Your assignment: Each line of the material below with the word "before" is to be reported.

Exercise data:
^^^^^^^^^^^^^^^^
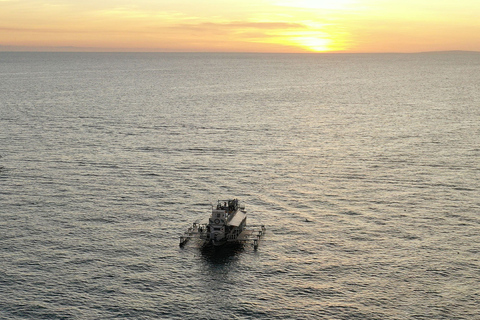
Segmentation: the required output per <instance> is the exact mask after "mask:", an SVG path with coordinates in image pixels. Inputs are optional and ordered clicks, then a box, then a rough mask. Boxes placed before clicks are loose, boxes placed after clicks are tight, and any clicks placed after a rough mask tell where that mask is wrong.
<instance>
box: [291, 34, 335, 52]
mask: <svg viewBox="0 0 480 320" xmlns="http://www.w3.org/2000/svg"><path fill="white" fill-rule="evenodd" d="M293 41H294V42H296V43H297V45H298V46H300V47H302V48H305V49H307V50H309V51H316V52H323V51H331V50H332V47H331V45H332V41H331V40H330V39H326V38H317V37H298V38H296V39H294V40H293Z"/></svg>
^^^^^^^^^^^^^^^^
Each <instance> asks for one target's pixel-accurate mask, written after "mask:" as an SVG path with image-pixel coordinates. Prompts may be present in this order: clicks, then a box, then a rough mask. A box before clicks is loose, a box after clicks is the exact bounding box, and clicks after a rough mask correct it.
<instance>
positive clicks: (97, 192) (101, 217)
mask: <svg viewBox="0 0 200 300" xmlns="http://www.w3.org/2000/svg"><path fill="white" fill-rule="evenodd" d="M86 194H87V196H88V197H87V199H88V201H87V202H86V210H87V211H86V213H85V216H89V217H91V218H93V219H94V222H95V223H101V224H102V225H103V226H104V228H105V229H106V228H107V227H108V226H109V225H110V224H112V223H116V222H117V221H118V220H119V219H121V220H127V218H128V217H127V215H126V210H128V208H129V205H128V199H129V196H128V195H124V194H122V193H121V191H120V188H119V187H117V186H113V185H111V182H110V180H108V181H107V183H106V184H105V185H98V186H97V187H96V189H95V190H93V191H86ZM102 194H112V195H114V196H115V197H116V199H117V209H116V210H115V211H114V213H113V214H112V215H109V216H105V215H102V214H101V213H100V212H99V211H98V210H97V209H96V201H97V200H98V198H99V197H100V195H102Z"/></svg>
^^^^^^^^^^^^^^^^
Answer to this exercise:
Segmentation: the required output per <instance> is the exact mask after "mask:", an SVG path with coordinates in image pixels. Inputs are optional and ordered clicks, then a box, then a rough mask. Boxes placed before clicks are loose, boxes placed after clicks are tight, and any clicks placed after a rough mask tell where that mask is wrong.
Each <instance> asks for one target's pixel-accurate mask, written after "mask:" as an SVG path with image-pixel coordinates. Prompts may be present in this order: clicks, then a box, then a rough mask. A box before clicks is loose, a box after clicks is the exact bounding box, and clicks after a rough mask correct it.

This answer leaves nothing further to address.